• ЗАДАЧА 1
Назови журналистку, которая, согласно фрагменту о Георгии Ивановиче Кондакове, первой рассказала о нем.
• ЗАДАЧА 2
Продолжи фрагмент о Георгии Ивановиче Кондакове, начав сразу после его последнего предложения.

• ФРАГМЕНТ ДОКУМЕНТА
┌────────

Литмир - Электронная Библиотека
A
A

Следующая остановка была в Берлине. Тут произошла забавная сцена. В вагоне ехали семейные с детьми. Один малыш попросился на горшок и, сделав свое дело, отправился обратно на нары. Его мамаша взяла, да и не глядя выплеснула содержимое за окно. А как раз напротив стоял немецкий полицейский в начищенной каске. Все содержимое русского горшка обрушилось прямо на него.

Страж порядка дико заорал. Но поезд тронулся, и я лишился возможности наблюдать финал».

(О Георгии Ивановиче Кондакове первой рассказала журналистка «Комсомольской правды» Галина Чернакова. В огромной почте газеты, где мы вместе работали, она «выловила» письмо из Орла, поразившее ее с первой же фразы: «Дорогая редакция, обращается к вам бывший узник фашистского лагеря Гельголанд, который находился в годы войны на британской территории». Георгий Кондаков писал, что на захваченные Нормандские острова в проливе Ла-Манш гитлеровцы завезли тысячи иностранных рабочих, в том числе советских. Чернакова заинтересовалась малоизвестной страницей войны, опубликовала в «Комсомолке» большой очерк; потом продолжила свои исследования в Институте истории, выступила составителем содержательного сборника «Советские люди в европейском Сопротивлении». По ее совету Кондаков продолжил работу над своими записками.)

└────────

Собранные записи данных
┌────────

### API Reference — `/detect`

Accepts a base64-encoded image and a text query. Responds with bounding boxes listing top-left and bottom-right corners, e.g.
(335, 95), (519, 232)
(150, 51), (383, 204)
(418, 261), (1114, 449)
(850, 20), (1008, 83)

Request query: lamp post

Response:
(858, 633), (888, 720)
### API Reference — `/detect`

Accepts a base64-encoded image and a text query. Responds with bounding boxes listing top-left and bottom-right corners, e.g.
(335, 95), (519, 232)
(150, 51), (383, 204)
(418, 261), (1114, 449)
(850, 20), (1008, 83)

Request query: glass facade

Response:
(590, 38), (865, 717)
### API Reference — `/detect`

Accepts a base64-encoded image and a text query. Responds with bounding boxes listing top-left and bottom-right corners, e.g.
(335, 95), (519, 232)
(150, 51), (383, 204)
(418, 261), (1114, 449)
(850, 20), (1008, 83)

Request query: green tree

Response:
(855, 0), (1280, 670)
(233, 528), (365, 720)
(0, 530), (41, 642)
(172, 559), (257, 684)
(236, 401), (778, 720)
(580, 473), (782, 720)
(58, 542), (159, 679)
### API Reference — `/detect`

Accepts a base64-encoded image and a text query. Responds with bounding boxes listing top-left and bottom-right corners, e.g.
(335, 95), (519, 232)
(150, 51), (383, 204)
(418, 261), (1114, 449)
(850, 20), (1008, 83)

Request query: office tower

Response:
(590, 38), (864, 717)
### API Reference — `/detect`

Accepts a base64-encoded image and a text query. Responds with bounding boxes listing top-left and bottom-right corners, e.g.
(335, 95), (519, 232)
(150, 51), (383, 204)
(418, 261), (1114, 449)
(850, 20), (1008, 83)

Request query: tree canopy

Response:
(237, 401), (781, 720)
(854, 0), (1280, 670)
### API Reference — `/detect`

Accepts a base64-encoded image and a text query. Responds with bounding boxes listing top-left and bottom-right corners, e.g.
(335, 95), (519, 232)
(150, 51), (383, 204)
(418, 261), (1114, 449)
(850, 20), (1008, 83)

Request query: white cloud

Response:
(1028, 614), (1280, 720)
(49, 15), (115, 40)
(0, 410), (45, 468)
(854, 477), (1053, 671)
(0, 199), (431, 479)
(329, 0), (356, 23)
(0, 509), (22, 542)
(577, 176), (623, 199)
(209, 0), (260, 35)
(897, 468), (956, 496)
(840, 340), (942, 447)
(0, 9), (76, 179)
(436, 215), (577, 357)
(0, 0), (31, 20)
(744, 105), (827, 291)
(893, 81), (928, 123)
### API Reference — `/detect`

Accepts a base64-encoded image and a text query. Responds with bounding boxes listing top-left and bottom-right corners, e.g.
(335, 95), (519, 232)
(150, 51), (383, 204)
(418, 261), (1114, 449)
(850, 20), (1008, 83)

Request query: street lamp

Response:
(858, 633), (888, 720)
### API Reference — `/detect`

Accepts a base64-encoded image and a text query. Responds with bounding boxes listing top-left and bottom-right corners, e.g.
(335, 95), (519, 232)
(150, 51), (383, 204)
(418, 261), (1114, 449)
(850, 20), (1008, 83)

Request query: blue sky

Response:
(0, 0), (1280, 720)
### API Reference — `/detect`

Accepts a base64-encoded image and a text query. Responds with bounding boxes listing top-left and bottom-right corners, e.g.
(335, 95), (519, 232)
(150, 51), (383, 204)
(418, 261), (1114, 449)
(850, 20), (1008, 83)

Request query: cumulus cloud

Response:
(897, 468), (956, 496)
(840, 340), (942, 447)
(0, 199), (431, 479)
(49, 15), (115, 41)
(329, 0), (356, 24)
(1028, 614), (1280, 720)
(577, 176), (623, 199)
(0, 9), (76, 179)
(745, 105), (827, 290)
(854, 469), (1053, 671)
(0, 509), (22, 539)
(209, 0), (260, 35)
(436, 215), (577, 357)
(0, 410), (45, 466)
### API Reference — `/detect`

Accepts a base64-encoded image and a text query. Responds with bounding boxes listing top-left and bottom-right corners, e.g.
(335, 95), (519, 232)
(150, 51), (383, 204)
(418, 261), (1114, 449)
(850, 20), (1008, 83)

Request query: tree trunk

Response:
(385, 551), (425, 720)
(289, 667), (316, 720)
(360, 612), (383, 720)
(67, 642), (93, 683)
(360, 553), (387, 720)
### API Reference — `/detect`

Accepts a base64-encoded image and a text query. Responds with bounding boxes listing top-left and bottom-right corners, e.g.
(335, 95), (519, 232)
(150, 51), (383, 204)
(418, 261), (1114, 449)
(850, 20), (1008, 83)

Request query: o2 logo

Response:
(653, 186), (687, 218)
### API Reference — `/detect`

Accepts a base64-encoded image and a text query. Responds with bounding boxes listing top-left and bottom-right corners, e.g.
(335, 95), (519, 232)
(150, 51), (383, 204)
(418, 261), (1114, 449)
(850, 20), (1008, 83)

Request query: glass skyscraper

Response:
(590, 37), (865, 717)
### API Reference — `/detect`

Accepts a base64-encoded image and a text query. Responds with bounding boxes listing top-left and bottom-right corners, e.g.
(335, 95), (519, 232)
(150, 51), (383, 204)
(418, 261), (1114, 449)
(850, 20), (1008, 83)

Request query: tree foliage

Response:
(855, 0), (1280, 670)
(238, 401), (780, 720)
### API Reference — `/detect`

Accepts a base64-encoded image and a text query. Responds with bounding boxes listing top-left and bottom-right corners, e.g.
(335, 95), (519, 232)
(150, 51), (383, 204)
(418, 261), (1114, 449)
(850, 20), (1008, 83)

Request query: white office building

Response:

└────────

• ОТВЕТ 1
Галина Чернакова, журналистка «Комсомольской правды».

• ОТВЕТ 2
А на станции Лида, получив страшный удар в спину, Жорка Кондаков еще хорошо отделался. Он вполне мог получить там пулю и остаться навсегда у насыпи. Таких эпизодов было очень много. Во время пересадки в Люблине в марте 1943 года из одного вагона, сговорившись, бежали десять молодых полтавчан. Обнаружив «недостачу», конвоиры вывели из этого вагона сорок человек и на глазах всего эшелона расстреляли.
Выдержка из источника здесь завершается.